Print the entries in full, word for word, but not the pictures.

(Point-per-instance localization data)
════════

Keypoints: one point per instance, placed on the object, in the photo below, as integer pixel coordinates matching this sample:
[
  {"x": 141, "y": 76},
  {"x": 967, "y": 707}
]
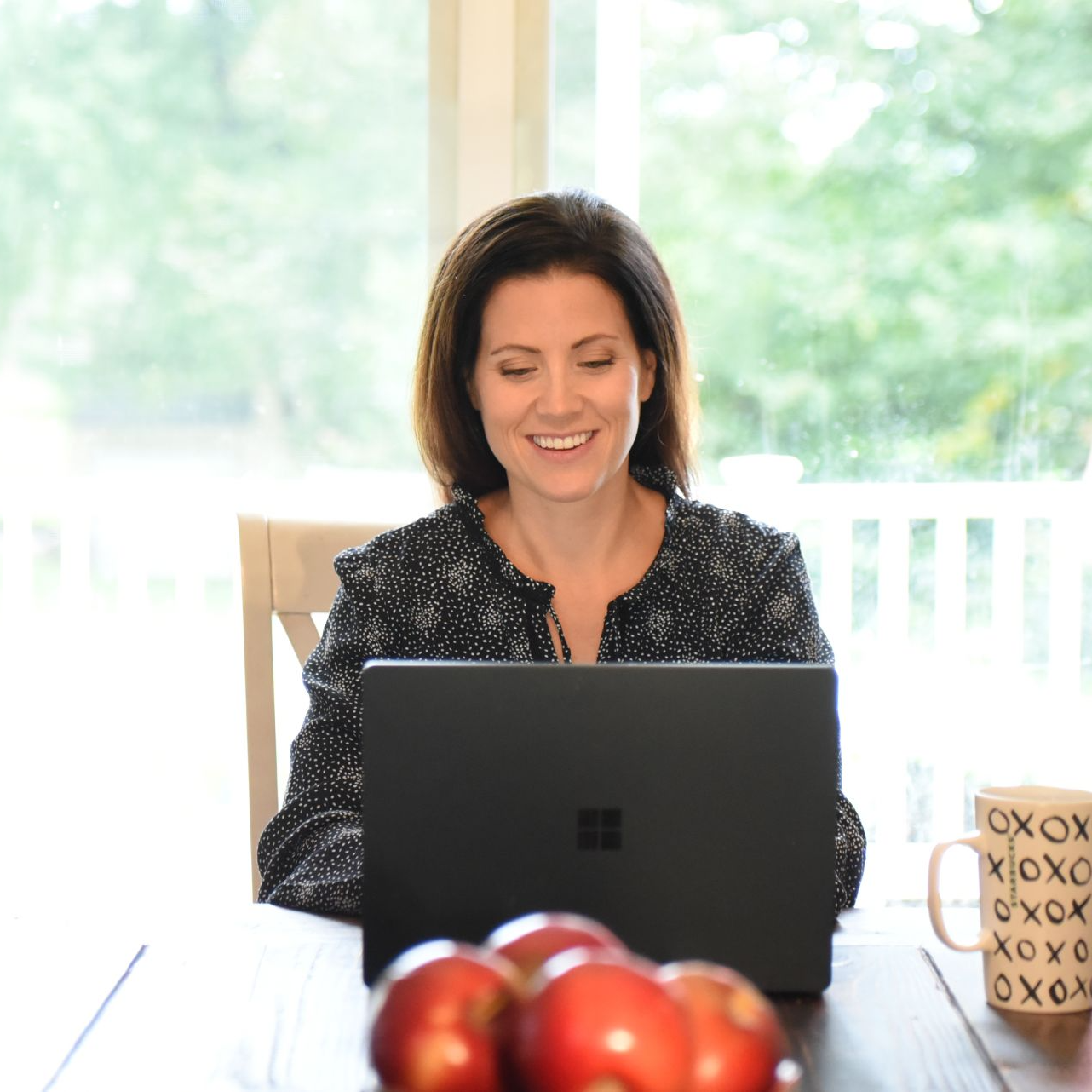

════════

ANSWER TO THIS EXERCISE ▸
Keypoints: one point per instance, placed on the object, in the photo below, as integer pixel coordinates matching this sample:
[
  {"x": 141, "y": 76},
  {"x": 967, "y": 707}
]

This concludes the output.